=== Selection ===
You are viewing a plain text version of this content. The canonical link for it is here.
Posted to solr-user@lucene.apache.org by Chris Hostetter <ho...@fucit.org> on 2012/06/01 00:04:00 UTC
Re: Strip html
: I make a transformation XSLT which return :
: ---------------------------------------
: si les ruches d’abeilles prouvent la
: monarchie, les fourmillières, les troupes d’éléphants ou
: de castors prouvent la république.
: ---------------------------------------
: i put this html in solr: $doc->addField('body_strip_html', $body_norm);
...
: But this don't work!
: I want to return this xml files (look exemple) if i search "castor".
I'm confused.
a) you said you've already transformed your input XML into plain text --
so i don't see what you need HTML striping at all.
b) your current problem doesn't seem to have anything to do with HTML or
XML ... you're asking why a document containing "castors" (plural) doesn't
match a query for "castor" (singular) but the field type you say are using
has a very simple analyzer that doens't do any stemming of any kind...
=== Excerpted data ===
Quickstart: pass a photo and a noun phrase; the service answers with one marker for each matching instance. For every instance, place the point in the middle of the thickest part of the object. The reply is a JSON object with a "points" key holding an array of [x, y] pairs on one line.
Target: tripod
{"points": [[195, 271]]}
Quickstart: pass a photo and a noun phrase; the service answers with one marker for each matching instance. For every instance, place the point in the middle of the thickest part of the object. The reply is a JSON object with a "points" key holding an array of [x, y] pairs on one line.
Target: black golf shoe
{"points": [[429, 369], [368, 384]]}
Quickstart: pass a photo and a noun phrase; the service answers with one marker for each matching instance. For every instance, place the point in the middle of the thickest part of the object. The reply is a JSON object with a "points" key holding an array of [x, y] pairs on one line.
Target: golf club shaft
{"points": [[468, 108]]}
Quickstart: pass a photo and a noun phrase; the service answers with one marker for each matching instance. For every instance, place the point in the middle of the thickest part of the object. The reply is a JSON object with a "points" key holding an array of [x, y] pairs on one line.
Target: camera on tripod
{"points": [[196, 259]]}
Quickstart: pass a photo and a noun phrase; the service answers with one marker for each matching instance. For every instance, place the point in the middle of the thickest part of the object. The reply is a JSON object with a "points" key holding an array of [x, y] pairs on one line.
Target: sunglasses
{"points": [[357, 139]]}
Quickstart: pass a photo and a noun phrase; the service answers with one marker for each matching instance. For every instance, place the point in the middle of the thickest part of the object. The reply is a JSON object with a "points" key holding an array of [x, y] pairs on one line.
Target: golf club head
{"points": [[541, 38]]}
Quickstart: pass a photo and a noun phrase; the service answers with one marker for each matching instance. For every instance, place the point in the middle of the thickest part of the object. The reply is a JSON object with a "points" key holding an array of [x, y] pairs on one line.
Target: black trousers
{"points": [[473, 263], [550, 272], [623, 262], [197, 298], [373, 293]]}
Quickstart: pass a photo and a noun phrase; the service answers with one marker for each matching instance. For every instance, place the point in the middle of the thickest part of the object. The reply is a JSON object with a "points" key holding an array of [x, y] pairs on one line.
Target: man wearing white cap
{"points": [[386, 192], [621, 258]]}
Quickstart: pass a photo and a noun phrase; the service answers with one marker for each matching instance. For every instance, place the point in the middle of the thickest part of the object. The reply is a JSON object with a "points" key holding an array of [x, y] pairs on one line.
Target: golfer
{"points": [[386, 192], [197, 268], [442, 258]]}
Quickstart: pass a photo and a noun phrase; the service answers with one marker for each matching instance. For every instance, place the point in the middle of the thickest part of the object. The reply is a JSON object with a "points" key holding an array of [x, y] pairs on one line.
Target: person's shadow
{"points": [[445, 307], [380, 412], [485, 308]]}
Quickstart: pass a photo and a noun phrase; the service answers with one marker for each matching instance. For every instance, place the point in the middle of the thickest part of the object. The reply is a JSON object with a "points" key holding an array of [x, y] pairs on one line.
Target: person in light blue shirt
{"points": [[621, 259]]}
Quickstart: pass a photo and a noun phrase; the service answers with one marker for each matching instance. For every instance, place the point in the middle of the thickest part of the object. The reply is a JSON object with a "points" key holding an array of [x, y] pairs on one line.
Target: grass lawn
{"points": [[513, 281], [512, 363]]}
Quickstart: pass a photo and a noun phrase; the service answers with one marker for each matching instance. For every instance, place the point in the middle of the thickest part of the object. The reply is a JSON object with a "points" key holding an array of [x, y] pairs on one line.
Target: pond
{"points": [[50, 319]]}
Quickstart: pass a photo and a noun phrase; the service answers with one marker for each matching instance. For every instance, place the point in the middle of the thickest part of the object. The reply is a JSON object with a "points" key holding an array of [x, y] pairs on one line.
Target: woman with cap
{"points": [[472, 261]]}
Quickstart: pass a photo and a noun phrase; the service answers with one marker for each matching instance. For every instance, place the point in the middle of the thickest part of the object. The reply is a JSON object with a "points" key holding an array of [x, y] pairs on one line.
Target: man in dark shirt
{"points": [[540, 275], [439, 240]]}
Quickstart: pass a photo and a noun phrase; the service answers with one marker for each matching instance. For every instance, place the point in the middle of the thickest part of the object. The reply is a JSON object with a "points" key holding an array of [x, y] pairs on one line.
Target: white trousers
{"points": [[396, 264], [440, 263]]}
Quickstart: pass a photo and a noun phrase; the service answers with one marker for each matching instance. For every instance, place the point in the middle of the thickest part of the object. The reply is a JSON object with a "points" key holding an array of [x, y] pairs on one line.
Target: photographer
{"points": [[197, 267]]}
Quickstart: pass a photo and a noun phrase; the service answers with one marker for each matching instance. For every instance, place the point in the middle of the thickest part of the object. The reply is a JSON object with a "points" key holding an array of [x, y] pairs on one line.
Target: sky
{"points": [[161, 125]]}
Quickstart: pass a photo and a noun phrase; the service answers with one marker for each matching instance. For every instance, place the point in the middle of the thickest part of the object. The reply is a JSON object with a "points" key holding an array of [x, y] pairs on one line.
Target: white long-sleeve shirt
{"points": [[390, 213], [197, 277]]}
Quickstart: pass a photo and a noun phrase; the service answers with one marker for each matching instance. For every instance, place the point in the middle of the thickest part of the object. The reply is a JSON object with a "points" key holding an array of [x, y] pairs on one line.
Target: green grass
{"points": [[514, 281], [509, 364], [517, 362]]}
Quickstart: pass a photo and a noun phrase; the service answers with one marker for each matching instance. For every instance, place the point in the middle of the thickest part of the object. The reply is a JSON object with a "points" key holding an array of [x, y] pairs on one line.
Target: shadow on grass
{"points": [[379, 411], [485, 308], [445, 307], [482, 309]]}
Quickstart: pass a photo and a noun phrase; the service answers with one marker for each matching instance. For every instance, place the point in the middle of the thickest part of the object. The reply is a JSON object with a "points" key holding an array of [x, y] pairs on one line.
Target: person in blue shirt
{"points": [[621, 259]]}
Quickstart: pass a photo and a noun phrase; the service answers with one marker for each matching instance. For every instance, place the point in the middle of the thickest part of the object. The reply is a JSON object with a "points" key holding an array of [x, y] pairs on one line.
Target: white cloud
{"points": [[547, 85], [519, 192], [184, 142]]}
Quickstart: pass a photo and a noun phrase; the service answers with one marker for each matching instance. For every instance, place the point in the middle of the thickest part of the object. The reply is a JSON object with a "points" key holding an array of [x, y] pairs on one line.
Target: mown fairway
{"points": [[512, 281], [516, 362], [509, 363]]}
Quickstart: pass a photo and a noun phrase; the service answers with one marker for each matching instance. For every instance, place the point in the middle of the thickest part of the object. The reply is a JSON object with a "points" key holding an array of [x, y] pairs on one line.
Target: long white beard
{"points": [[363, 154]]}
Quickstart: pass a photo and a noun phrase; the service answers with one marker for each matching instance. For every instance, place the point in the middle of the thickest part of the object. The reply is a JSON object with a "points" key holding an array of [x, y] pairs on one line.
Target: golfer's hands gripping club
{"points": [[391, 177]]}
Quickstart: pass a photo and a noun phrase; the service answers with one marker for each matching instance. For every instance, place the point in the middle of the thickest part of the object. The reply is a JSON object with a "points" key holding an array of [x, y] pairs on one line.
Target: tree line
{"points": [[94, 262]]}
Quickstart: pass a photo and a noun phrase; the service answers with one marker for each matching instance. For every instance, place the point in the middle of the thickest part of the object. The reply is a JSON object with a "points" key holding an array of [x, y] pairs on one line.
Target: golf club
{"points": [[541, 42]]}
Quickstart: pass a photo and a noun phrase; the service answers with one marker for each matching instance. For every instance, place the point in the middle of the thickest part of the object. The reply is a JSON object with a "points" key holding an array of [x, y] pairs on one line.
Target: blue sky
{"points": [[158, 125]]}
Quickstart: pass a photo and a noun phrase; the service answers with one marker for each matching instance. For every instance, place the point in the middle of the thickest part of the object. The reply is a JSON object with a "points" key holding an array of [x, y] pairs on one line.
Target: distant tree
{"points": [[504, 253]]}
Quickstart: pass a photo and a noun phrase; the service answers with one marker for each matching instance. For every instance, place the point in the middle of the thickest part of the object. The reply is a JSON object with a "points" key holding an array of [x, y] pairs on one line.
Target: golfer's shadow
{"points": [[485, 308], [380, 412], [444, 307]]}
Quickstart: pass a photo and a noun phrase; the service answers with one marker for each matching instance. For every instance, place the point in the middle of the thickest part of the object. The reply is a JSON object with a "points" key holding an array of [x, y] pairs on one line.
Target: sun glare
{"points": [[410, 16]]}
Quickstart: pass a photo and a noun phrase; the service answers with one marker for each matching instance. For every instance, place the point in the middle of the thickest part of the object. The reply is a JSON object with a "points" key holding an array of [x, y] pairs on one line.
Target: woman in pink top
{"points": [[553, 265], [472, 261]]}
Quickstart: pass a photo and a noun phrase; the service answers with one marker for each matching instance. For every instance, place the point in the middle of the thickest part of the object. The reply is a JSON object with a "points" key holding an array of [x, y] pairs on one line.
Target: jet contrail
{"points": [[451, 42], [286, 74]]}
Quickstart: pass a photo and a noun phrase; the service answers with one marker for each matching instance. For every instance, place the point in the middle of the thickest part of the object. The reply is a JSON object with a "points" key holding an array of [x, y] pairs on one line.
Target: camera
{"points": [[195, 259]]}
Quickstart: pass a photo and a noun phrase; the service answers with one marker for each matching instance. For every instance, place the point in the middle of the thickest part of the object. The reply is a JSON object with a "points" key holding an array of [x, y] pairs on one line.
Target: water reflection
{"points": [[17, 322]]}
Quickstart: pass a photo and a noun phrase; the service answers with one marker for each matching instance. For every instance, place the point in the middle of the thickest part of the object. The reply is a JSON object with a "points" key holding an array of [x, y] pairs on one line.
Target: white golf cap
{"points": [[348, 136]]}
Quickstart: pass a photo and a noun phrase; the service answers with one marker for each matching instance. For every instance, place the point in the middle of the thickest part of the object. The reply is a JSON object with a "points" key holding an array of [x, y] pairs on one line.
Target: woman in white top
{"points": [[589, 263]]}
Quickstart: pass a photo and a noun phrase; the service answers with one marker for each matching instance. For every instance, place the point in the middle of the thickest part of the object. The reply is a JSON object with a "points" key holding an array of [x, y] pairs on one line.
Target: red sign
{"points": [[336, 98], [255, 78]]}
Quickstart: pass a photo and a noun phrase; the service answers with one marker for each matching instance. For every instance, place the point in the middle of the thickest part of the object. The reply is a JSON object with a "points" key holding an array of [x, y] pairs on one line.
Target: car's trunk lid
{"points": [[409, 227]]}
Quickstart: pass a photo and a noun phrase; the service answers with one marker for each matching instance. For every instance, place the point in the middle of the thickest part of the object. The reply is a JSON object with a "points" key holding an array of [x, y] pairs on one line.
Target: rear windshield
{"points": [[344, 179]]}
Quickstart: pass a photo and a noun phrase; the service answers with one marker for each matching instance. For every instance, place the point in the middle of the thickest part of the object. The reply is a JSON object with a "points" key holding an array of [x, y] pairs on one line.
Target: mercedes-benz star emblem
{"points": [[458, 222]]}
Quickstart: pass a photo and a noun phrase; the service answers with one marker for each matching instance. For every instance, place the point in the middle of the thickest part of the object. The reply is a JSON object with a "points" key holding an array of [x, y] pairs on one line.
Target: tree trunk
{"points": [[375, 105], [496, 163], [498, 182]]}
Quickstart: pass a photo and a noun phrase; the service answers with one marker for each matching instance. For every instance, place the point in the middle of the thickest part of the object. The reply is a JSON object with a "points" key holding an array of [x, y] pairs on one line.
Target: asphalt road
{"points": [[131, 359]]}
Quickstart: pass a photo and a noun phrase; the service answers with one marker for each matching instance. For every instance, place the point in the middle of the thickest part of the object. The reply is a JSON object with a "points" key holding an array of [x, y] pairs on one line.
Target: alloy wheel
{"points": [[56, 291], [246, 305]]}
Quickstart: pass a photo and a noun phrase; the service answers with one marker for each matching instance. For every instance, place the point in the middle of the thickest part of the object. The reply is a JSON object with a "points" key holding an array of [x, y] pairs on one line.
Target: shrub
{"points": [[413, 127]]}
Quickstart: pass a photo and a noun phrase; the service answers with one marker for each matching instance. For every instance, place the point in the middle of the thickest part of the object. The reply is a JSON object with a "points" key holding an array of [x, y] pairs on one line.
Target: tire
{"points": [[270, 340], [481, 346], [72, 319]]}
===
=== Requests ===
1 > Reproduce the part of the Solr mailing-list reply starting at "a) you said" and ending at "of any kind...".
2 > Carry on the Solr mailing-list reply from where it stops.

=== Set of answers ===
1 >
a) you said you've already transformed your input XML into plain text --
so i don't see what you need HTML striping at all.
b) your current problem doesn't seem to have anything to do with HTML or
XML ... you're asking why a document containing "castors" (plural) doesn't
match a query for "castor" (singular) but the field type you say are using
has a very simple analyzer that doens't do any stemming of any kind...

2 >
>> <analyzer>
>> <charFilter class="solr.HTMLStripCharFilterFactory"/>
>> <tokenizer class="solr.StandardTokenizerFactory"/>
>> </analyzer>
..since there is no HTML in your input, HTMLStripCharFilterFactory is a
no-op. which leaves StandardTokenizerFactory which just does
tokenization.
It seems like all you need to do is add a stemmer (and for efficiency:
remove the HTMLStripCharFilterFactory). I'm no expert, but it looks like
you are indexing french, so i would suggest using a french stemmer...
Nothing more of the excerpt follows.